Ubahlah baris-baris dalam daftar di bawah ini, mulai dari baris yang memuat "Could you provide the mask of every instance of the snow-covered" sampai dengan baris yang memuat "39 283 L 64", menjadi tabel Markdown dengan kolom No. untuk nomor urut dan kolom Baris untuk isi baris tersebut. Baris kosong tidak perlu dimasukkan.

##### DAFTAR TERSEDIA

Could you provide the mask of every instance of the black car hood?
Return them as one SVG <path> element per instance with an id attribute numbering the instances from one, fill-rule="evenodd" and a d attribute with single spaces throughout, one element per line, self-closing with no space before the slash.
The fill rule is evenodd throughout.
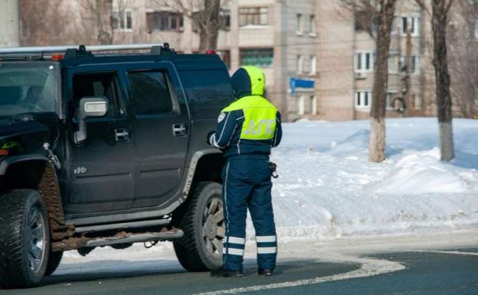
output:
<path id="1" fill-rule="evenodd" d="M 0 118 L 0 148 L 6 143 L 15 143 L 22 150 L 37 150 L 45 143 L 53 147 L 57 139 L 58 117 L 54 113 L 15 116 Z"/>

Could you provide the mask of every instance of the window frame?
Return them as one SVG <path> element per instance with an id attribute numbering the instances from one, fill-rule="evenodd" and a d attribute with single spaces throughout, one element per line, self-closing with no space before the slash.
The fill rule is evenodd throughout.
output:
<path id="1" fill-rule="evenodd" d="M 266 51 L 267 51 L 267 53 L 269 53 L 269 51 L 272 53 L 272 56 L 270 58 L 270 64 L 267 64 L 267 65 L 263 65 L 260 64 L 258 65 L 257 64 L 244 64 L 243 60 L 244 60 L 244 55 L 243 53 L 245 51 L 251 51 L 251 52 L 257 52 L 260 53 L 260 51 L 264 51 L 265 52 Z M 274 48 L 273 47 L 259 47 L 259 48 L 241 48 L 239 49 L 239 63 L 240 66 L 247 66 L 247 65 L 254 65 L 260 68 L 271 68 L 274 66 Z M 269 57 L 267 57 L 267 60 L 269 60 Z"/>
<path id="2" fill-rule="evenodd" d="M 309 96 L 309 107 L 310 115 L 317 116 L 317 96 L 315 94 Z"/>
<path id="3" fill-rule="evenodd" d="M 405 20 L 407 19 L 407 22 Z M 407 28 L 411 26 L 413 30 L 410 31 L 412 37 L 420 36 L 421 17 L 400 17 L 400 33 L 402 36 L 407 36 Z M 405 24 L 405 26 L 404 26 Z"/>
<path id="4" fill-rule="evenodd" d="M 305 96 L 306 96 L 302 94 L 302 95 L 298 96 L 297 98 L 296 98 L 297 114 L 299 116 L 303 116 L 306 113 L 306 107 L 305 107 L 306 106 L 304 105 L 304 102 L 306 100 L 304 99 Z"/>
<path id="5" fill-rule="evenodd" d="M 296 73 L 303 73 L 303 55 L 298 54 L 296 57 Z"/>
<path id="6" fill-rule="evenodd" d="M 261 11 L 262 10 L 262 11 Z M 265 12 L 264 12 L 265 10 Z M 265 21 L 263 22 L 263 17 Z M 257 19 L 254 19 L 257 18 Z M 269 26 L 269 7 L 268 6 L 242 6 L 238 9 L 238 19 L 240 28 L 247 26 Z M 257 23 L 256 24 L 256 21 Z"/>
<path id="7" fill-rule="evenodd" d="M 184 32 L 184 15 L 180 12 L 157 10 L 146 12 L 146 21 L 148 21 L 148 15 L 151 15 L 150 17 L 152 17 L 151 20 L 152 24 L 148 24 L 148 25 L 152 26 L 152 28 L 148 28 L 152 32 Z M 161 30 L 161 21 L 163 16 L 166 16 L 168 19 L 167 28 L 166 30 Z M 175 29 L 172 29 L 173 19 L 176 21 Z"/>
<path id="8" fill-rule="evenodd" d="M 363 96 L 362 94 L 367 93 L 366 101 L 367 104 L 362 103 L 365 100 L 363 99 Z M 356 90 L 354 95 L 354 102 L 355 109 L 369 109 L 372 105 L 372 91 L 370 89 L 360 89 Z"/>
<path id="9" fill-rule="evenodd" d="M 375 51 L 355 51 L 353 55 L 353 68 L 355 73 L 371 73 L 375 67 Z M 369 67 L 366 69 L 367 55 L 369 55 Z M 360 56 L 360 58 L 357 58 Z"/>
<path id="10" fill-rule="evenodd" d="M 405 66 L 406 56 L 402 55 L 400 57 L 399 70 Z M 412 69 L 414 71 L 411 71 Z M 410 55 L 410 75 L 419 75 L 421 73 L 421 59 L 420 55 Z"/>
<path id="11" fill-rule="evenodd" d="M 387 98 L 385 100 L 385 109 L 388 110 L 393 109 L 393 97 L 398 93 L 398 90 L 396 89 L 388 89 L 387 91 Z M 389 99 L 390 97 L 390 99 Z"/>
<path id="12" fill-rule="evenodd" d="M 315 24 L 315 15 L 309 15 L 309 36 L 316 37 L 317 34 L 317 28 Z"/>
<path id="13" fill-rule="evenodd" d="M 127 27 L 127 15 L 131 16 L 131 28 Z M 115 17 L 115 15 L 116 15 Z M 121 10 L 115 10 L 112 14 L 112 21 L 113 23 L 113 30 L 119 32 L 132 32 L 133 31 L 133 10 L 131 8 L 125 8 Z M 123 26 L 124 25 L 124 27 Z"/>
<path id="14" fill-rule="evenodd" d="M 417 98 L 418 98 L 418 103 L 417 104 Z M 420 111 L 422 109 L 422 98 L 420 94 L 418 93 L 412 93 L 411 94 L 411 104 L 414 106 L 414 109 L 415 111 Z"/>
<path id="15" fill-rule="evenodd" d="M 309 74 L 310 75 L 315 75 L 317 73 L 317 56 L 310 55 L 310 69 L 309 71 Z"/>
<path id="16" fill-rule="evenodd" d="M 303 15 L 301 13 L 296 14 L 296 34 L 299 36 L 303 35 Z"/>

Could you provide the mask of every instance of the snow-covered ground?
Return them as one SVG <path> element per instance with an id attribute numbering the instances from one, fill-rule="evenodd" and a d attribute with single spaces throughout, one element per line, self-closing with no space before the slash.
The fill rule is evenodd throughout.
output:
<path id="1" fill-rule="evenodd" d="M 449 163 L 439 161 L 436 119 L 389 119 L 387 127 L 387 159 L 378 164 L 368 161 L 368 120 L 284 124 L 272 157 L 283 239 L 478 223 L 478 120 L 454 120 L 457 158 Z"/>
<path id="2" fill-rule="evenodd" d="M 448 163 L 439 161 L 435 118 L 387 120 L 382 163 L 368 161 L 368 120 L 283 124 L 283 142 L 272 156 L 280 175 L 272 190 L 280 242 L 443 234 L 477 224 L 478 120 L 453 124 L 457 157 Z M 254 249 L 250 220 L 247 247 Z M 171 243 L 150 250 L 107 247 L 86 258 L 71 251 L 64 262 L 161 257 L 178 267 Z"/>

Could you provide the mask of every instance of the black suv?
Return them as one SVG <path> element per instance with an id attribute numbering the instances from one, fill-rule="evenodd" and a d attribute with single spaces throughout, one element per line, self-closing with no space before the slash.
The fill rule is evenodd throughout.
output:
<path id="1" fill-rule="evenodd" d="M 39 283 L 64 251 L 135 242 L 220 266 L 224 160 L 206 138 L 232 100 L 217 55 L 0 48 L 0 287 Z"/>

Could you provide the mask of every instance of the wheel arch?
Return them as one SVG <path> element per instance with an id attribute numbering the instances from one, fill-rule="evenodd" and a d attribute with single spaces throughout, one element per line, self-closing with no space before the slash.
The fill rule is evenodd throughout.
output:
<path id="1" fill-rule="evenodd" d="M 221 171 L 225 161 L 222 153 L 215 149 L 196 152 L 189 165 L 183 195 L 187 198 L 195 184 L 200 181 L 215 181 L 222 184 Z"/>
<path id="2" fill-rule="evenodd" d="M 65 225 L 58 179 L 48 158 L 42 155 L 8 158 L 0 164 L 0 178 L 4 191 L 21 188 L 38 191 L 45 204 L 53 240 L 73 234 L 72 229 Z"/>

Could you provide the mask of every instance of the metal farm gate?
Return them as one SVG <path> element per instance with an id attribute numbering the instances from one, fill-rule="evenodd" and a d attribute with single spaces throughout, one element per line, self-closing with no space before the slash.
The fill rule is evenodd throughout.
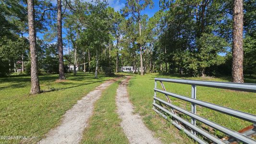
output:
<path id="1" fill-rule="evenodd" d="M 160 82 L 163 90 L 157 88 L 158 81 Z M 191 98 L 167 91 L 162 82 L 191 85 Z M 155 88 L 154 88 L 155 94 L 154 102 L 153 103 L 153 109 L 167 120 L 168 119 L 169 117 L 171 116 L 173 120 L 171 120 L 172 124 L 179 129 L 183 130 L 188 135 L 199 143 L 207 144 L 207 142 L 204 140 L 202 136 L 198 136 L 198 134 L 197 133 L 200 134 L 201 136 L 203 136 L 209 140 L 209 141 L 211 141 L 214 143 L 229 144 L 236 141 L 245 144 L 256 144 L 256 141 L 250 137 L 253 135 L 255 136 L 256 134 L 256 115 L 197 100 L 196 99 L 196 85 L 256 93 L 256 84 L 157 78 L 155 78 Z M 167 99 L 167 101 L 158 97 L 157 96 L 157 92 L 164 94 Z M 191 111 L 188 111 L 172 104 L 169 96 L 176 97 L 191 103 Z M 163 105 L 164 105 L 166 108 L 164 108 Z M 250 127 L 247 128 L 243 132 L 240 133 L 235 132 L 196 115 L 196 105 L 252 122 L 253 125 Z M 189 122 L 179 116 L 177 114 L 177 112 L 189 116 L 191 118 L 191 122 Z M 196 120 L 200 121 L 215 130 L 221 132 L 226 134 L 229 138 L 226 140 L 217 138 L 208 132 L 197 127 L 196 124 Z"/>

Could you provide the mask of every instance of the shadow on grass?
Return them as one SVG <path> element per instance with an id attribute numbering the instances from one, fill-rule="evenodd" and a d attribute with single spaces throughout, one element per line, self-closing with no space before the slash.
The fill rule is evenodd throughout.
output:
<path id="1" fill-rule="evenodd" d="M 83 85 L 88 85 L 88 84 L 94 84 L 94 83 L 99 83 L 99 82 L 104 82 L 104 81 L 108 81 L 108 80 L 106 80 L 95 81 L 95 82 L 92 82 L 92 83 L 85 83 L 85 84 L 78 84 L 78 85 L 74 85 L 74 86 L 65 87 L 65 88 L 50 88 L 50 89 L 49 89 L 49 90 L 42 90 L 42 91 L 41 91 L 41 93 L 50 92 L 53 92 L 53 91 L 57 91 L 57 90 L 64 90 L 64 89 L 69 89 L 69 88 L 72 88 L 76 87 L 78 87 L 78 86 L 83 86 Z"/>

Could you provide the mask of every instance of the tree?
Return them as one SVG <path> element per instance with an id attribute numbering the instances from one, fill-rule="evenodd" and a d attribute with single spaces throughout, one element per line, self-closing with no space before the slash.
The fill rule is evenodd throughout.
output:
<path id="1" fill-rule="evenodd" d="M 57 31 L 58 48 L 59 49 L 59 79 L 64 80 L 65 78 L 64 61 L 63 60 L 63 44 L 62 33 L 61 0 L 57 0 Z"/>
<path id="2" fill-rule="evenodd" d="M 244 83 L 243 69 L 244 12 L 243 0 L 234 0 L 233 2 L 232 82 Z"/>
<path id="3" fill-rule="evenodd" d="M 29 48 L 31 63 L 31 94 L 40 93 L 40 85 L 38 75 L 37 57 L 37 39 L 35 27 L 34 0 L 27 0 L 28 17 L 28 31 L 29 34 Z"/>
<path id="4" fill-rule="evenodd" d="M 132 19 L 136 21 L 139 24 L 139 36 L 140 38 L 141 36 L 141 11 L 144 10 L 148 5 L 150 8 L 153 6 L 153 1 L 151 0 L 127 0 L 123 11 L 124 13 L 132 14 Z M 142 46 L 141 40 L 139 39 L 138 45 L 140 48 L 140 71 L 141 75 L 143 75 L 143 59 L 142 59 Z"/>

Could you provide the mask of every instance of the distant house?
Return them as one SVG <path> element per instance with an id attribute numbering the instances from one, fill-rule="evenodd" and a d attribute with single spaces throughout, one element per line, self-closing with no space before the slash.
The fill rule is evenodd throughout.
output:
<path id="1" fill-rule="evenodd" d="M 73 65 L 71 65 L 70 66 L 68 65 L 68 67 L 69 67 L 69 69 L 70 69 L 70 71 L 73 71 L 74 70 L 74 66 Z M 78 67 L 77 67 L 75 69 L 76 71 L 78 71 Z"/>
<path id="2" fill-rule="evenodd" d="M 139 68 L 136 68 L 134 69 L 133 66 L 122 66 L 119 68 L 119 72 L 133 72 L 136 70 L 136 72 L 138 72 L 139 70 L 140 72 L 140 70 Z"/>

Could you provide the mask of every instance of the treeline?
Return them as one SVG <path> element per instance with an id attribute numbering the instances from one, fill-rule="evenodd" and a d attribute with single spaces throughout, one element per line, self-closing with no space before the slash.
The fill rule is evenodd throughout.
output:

##########

HASIL PENGERJAAN:
| No. | Baris |
|---|---|
| 1 | Could you provide the mask of every instance of the snow-covered ground? |
| 2 | Return them as one SVG <path> element per instance with an id attribute numbering the instances from one, fill-rule="evenodd" and a d attribute with single spaces throughout, one element per line, self-closing with no space before the slash. |
| 3 | The fill rule is evenodd throughout. |
| 4 | output: |
| 5 | <path id="1" fill-rule="evenodd" d="M 449 163 L 439 161 L 436 119 L 389 119 L 387 127 L 387 159 L 378 164 L 368 161 L 368 120 L 284 124 L 272 157 L 283 239 L 478 223 L 478 120 L 454 120 L 457 158 Z"/> |
| 6 | <path id="2" fill-rule="evenodd" d="M 448 163 L 439 161 L 435 118 L 387 120 L 382 163 L 368 161 L 368 120 L 283 124 L 283 142 L 272 156 L 280 175 L 272 190 L 280 242 L 443 234 L 477 224 L 478 120 L 453 124 L 457 157 Z M 254 249 L 250 220 L 247 247 Z M 171 243 L 150 250 L 107 247 L 86 258 L 71 251 L 64 262 L 161 257 L 178 267 Z"/> |
| 7 | Could you provide the mask of every instance of the black suv? |
| 8 | Return them as one SVG <path> element per instance with an id attribute numbering the instances from one, fill-rule="evenodd" and a d attribute with single spaces throughout, one element per line, self-closing with no space before the slash. |
| 9 | The fill rule is evenodd throughout. |
| 10 | output: |
| 11 | <path id="1" fill-rule="evenodd" d="M 39 283 L 64 251 L 135 242 L 220 266 L 224 160 L 206 138 L 232 100 L 217 55 L 0 48 L 0 287 Z"/> |